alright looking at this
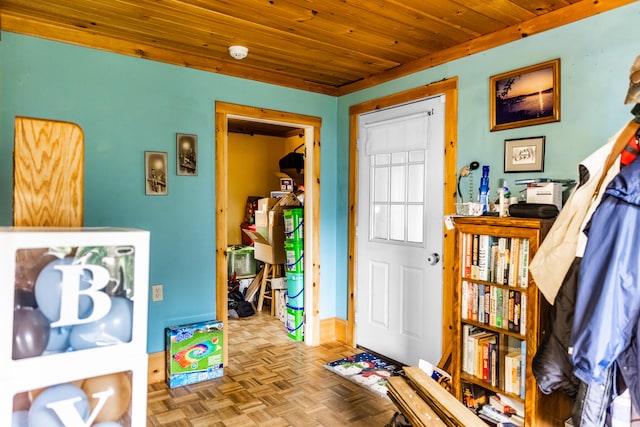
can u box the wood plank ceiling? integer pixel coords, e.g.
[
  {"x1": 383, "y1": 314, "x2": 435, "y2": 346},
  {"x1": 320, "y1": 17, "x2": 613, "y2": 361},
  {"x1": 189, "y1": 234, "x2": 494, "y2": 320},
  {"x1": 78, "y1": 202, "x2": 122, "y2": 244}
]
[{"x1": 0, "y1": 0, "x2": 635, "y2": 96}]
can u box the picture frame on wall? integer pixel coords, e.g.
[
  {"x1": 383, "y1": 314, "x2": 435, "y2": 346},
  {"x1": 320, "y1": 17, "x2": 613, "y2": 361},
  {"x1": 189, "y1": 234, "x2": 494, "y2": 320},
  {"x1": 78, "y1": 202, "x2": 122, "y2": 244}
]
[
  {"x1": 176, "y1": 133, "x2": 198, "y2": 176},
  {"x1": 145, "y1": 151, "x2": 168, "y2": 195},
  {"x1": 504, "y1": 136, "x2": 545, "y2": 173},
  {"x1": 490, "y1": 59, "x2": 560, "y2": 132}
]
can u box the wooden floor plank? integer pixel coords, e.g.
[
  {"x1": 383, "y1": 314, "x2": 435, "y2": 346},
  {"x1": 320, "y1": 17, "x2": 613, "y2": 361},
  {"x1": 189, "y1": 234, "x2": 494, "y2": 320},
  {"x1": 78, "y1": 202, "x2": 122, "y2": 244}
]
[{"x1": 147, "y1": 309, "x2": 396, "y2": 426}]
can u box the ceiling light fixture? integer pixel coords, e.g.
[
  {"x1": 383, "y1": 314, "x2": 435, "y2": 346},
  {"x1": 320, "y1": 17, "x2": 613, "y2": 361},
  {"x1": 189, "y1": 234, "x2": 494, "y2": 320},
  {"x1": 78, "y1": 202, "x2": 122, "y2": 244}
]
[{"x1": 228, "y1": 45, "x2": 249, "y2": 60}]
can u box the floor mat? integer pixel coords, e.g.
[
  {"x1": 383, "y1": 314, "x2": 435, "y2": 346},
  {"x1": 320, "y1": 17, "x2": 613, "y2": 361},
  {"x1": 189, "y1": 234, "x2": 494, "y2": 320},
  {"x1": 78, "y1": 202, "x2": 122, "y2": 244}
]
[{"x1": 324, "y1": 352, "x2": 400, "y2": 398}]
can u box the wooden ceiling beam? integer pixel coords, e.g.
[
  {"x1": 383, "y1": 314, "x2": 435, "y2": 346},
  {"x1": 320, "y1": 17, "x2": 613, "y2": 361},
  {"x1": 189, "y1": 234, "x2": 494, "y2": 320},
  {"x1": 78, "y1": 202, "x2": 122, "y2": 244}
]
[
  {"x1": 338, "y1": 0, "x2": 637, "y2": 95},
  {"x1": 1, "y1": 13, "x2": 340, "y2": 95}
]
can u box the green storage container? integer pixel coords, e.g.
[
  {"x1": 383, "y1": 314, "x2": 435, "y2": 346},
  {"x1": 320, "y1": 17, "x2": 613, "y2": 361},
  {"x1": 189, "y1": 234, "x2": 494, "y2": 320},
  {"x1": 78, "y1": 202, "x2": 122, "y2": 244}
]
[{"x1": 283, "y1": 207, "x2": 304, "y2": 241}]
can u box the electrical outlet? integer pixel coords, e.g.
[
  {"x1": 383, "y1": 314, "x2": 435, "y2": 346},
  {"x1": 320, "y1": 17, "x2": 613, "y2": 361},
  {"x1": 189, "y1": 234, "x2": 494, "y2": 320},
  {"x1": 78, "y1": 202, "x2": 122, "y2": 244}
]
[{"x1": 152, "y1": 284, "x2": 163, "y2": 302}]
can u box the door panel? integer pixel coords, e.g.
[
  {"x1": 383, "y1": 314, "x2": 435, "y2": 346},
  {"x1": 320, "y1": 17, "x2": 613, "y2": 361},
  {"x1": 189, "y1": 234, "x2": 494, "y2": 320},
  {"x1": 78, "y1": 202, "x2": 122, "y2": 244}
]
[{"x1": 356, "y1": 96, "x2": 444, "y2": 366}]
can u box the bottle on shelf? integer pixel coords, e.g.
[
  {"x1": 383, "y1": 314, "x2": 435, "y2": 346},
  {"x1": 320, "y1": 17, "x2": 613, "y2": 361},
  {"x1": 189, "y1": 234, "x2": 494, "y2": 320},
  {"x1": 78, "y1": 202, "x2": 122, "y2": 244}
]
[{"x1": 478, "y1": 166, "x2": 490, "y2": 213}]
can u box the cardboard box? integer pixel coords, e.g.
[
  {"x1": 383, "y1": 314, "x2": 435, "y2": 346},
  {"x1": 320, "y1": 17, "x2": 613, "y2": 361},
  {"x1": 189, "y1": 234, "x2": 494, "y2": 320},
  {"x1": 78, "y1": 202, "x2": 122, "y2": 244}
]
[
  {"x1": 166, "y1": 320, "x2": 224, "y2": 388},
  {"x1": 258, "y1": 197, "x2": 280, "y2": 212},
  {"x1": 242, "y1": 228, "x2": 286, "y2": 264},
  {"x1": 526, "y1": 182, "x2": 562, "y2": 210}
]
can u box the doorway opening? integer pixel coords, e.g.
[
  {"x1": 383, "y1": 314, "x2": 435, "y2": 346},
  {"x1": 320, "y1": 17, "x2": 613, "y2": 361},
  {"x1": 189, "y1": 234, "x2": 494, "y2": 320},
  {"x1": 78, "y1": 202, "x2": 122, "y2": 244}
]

────

_Your task_
Pull out each line of the listing that holds the string "ceiling".

_Output for this task_
can u box the wood plank ceiling? integer pixel coords, e.g.
can u box the ceiling light fixture? integer pixel coords, e.g.
can u box the wooden ceiling beam? integer pixel coords, e.g.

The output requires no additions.